### EXTRAIT À LIRE
Ce que j’ai dit des conditions en Égypte convient également à la Syrie: elles s’y réduisent à quatre ou cinq, qui sont les cultivateurs ou paysans, les artisans, les marchands, les gens de guerre et les gens de justice et de loi. Ces diverses classes elles-mêmes peuvent se résumer en deux principales: le peuple, qui comprend les paysans, les artisans, les marchands; et le gouvernement, composé des gens de guerre et des gens de loi et de justice. Dans les principes de la religion, c’est en ce dernier ordre que devrait résider le pouvoir; mais depuis que les kalifes ont été dépossédés par leurs lieutenants, il s’est formé une distinction de puissance spirituelle et de puissance temporelle, qui n’a laissé aux interprètes de la loi qu’une autorité: telle est celle du grand mofti70 qui, chez les Turks, représente le kalife. Le vrai pouvoir est aux mains du sultan, qui représente le lieutenant ou le général de l’armée. Cependant, ce respect d’opinion qu’a le peuple pour les puissances détrônées, conserve encore aux gens de loi un crédit dont ils usent presque toujours pour former un parti d’opposition; le sultan le redoute dans Constantinople, et les pachas n’osent le contrarier trop ouvertement dans leurs provinces. Dans chaque ville, ce parti est présidé par un mofti qui relève de celui de Constantinople; son emploi est héréditaire et non vénal; et c’est la raison qui a conservé dans ce corps plus d’énergie que dans les autres. A raison de leurs priviléges, les familles qui le composent ressemblent assez bien à notre noblesse, quoique son vrai type soit le corps militaire. Elles représentent aussi notre magistrature, notre clergé, et même notre bourgeoisie, puisqu’elles sont les seules à vivre de leurs rentes. D’elles aux paysans, aux artisans et aux marchands, la chute est brusque: cependant, comme l’état de ces trois classes est le vrai thermomètre de la police et de la puissance d’un empire, je vais rassembler les faits les plus propres à en donner de justes notions.

### EXTRAITS DES DONNÉES
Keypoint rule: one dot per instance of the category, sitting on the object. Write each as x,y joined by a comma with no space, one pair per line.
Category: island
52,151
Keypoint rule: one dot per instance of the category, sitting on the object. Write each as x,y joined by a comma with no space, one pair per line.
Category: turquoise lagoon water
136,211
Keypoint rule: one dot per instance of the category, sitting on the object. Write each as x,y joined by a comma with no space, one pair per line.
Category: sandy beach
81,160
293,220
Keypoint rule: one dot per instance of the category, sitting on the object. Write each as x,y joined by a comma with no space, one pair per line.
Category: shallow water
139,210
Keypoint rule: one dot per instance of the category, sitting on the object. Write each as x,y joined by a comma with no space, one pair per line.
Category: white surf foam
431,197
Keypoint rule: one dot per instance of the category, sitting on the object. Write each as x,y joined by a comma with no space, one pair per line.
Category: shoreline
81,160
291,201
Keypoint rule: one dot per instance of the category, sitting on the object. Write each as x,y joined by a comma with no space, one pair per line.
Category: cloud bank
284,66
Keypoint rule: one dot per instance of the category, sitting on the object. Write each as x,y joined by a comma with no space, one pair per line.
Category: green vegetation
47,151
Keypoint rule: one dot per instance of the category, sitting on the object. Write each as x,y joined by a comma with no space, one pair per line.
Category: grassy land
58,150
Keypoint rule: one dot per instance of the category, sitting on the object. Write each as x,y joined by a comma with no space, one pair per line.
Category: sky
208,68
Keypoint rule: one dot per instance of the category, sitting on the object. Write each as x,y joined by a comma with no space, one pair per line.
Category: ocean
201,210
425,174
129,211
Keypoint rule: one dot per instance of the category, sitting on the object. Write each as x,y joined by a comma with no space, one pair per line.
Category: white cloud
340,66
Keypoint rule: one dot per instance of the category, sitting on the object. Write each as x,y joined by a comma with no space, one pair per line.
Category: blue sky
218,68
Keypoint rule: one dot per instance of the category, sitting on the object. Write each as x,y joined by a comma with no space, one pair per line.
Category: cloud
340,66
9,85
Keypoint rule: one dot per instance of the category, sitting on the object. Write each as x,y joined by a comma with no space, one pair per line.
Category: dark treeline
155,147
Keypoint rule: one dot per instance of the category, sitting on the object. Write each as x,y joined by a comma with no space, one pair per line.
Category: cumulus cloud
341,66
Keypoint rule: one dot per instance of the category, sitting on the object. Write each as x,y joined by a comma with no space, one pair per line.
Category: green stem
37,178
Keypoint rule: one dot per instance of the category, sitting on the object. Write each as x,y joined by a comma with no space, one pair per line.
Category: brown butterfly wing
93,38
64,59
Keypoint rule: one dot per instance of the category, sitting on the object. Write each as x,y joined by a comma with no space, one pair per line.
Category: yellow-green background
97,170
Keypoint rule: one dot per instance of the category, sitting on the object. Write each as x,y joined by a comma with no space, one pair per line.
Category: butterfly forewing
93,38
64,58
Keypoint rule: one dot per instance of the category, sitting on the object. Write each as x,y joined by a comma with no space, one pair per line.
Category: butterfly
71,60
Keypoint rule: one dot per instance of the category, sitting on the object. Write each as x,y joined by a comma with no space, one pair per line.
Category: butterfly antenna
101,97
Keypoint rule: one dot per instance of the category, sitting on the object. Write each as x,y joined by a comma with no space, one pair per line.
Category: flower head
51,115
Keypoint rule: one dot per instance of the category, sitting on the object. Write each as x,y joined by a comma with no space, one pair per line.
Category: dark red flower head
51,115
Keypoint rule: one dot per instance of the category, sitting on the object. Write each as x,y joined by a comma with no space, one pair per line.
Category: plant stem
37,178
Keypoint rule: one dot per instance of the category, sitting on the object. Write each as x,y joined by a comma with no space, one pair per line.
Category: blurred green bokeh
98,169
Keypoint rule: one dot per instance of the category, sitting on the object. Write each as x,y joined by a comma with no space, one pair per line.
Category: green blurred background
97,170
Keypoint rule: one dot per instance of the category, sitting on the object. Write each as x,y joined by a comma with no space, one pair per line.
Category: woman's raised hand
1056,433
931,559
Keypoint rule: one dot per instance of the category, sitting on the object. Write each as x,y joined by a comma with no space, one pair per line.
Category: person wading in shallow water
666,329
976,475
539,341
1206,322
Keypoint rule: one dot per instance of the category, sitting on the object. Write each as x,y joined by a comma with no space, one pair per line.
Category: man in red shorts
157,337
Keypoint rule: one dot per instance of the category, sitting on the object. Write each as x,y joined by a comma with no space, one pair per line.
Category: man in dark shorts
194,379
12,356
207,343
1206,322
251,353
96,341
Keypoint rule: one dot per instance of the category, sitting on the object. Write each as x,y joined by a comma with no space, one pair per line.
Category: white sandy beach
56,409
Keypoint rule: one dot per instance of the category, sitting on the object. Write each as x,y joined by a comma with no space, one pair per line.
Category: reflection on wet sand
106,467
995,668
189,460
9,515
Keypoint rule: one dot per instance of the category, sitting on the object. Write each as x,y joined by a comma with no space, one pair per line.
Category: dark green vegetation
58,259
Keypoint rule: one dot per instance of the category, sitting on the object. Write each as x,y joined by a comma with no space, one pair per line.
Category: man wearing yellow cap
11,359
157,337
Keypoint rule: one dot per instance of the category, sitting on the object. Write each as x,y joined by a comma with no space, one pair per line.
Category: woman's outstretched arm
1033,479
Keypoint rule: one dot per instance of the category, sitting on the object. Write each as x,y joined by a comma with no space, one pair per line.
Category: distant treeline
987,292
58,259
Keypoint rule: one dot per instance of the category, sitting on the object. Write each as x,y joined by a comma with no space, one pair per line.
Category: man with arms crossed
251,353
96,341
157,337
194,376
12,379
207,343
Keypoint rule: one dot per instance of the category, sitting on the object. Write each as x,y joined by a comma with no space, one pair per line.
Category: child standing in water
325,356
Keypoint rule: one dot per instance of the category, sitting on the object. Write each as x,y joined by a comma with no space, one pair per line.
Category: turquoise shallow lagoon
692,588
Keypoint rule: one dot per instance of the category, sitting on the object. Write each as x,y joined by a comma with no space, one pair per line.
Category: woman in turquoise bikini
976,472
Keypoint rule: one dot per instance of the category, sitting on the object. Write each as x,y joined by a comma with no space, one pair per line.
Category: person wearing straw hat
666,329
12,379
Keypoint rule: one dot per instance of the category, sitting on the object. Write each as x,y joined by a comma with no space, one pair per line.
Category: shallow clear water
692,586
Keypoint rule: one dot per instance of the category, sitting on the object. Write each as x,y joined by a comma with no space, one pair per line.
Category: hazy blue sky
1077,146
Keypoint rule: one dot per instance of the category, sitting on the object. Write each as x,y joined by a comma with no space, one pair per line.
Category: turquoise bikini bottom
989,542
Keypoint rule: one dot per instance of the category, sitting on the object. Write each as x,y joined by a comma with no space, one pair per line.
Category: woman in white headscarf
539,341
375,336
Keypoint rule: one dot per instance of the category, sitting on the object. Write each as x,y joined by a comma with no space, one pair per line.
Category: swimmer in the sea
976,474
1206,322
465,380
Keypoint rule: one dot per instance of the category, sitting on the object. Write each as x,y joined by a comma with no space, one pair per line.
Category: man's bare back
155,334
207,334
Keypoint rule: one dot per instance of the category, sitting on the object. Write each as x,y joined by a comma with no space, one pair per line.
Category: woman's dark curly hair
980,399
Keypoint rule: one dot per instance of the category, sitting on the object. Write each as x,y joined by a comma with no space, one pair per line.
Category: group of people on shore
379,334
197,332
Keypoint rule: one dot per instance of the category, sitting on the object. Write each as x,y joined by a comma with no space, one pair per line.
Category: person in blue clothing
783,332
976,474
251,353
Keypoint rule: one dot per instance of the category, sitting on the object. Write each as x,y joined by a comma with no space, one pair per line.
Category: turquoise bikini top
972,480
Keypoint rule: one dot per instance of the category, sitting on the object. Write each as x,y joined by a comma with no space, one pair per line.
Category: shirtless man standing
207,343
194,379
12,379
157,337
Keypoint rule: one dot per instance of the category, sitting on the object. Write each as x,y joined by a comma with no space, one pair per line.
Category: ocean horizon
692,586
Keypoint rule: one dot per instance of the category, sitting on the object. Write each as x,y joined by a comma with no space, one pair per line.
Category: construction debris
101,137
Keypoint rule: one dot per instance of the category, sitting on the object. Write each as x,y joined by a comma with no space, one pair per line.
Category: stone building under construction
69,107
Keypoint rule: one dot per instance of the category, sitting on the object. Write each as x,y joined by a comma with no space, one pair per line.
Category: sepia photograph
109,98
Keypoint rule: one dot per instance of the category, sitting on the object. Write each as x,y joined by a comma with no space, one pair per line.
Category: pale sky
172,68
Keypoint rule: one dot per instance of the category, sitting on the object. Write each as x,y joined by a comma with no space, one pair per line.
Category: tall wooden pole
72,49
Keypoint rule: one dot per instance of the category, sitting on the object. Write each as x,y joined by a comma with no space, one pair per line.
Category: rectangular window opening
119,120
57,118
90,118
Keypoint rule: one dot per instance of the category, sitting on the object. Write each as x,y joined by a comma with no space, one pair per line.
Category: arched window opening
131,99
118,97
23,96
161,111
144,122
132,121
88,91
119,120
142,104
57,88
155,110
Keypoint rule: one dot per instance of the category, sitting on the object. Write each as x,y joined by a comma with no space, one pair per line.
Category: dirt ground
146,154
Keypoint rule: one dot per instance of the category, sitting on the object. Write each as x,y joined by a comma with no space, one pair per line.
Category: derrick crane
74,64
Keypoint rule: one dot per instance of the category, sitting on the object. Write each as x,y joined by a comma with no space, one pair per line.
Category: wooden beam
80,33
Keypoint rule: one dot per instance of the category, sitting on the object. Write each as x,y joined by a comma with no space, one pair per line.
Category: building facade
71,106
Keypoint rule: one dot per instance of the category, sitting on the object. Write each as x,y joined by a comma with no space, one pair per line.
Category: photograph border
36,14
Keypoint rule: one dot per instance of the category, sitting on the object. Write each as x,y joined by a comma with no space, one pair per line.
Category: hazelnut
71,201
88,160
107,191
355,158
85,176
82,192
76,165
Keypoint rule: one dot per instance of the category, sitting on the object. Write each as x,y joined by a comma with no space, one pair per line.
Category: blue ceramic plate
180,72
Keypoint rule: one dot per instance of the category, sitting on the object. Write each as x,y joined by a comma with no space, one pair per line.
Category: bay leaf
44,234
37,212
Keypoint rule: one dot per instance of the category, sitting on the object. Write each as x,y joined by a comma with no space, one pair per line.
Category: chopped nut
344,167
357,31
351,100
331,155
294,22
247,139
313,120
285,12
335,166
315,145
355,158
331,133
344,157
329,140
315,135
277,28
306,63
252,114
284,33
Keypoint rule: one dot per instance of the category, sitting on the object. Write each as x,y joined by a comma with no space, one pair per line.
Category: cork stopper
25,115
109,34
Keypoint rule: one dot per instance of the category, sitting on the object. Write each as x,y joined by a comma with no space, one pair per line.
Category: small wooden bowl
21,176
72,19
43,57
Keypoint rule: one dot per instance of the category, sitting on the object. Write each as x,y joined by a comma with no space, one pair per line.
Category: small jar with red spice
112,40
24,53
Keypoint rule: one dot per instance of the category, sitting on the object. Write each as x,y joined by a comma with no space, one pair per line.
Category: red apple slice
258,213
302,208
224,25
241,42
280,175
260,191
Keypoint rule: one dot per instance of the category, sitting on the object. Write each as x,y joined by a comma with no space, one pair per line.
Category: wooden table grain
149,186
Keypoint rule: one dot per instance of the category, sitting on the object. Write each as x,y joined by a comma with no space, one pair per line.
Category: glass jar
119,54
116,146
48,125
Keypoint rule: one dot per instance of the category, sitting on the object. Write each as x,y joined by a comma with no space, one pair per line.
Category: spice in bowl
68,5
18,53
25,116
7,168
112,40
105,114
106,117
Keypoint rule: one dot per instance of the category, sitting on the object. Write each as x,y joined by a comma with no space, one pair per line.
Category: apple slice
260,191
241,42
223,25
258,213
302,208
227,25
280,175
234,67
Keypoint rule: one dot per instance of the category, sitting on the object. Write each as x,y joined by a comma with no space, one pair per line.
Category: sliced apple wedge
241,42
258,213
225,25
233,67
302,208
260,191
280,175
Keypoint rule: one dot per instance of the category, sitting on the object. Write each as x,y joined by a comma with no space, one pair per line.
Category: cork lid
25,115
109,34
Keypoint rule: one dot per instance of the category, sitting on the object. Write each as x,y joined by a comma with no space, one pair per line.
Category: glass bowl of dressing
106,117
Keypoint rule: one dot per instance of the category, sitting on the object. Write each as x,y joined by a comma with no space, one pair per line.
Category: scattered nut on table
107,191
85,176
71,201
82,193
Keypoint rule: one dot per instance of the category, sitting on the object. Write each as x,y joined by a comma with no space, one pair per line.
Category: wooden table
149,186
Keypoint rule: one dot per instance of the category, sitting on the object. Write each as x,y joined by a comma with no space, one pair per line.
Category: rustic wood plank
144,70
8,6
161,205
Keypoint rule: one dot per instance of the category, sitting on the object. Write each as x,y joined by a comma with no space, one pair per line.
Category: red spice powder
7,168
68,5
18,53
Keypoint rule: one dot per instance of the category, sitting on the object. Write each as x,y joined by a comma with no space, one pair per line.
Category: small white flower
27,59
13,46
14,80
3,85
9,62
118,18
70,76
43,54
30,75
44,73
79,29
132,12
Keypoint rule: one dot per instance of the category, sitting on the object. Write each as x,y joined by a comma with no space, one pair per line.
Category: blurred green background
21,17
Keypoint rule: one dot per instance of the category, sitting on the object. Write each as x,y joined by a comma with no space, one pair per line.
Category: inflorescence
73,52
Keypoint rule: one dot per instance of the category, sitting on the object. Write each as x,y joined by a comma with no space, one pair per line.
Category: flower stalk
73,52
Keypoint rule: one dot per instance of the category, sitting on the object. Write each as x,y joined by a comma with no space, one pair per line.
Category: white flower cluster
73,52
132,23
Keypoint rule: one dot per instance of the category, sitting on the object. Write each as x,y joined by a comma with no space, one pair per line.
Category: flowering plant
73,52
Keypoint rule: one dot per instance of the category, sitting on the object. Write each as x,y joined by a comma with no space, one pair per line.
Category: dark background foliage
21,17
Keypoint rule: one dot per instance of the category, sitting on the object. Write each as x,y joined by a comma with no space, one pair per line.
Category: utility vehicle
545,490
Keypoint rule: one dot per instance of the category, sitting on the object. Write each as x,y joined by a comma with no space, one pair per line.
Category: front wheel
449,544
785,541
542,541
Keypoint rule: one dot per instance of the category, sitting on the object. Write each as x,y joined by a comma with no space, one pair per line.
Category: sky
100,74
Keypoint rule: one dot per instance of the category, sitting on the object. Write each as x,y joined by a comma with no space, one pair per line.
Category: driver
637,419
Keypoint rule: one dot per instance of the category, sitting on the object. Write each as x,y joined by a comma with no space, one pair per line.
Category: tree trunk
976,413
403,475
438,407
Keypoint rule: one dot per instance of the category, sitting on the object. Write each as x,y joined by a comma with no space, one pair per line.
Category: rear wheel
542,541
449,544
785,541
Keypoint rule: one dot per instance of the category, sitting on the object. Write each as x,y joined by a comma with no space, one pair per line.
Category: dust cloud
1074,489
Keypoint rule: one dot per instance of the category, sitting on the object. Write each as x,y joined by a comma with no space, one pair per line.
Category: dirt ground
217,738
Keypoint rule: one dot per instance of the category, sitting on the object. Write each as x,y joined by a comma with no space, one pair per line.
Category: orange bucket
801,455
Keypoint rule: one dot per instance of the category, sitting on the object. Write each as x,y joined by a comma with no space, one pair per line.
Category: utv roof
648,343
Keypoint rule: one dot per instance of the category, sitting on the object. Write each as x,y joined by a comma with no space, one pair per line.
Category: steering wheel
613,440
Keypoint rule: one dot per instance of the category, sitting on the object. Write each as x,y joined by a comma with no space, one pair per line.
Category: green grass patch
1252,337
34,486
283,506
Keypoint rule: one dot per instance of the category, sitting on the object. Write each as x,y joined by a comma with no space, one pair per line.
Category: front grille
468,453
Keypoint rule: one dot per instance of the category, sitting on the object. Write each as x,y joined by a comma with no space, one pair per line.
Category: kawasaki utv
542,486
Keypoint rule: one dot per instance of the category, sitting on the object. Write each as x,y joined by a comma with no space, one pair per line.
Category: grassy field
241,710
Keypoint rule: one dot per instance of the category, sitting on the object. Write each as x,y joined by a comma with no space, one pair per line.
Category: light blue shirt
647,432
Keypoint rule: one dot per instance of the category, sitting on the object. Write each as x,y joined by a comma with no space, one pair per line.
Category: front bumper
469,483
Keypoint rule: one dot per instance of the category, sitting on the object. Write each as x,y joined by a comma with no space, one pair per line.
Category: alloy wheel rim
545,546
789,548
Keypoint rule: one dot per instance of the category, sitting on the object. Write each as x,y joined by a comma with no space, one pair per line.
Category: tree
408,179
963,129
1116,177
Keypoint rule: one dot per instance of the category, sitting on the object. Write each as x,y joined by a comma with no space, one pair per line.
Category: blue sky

### À FAIRE
Recopiez mot pour mot l'intégralité de l'extrait à lire, qui porte sur les classes sociales en Syrie et figure plus haut.

### CORRIGÉ
Ce que j’ai dit des conditions en Égypte convient également à la Syrie: elles s’y réduisent à quatre ou cinq, qui sont les cultivateurs ou paysans, les artisans, les marchands, les gens de guerre et les gens de justice et de loi. Ces diverses classes elles-mêmes peuvent se résumer en deux principales: le peuple, qui comprend les paysans, les artisans, les marchands; et le gouvernement, composé des gens de guerre et des gens de loi et de justice. Dans les principes de la religion, c’est en ce dernier ordre que devrait résider le pouvoir; mais depuis que les kalifes ont été dépossédés par leurs lieutenants, il s’est formé une distinction de puissance spirituelle et de puissance temporelle, qui n’a laissé aux interprètes de la loi qu’une autorité: telle est celle du grand mofti70 qui, chez les Turks, représente le kalife. Le vrai pouvoir est aux mains du sultan, qui représente le lieutenant ou le général de l’armée. Cependant, ce respect d’opinion qu’a le peuple pour les puissances détrônées, conserve encore aux gens de loi un crédit dont ils usent presque toujours pour former un parti d’opposition; le sultan le redoute dans Constantinople, et les pachas n’osent le contrarier trop ouvertement dans leurs provinces. Dans chaque ville, ce parti est présidé par un mofti qui relève de celui de Constantinople; son emploi est héréditaire et non vénal; et c’est la raison qui a conservé dans ce corps plus d’énergie que dans les autres. A raison de leurs priviléges, les familles qui le composent ressemblent assez bien à notre noblesse, quoique son vrai type soit le corps militaire. Elles représentent aussi notre magistrature, notre clergé, et même notre bourgeoisie, puisqu’elles sont les seules à vivre de leurs rentes. D’elles aux paysans, aux artisans et aux marchands, la chute est brusque: cependant, comme l’état de ces trois classes est le vrai thermomètre de la police et de la puissance d’un empire, je vais rassembler les faits les plus propres à en donner de justes notions.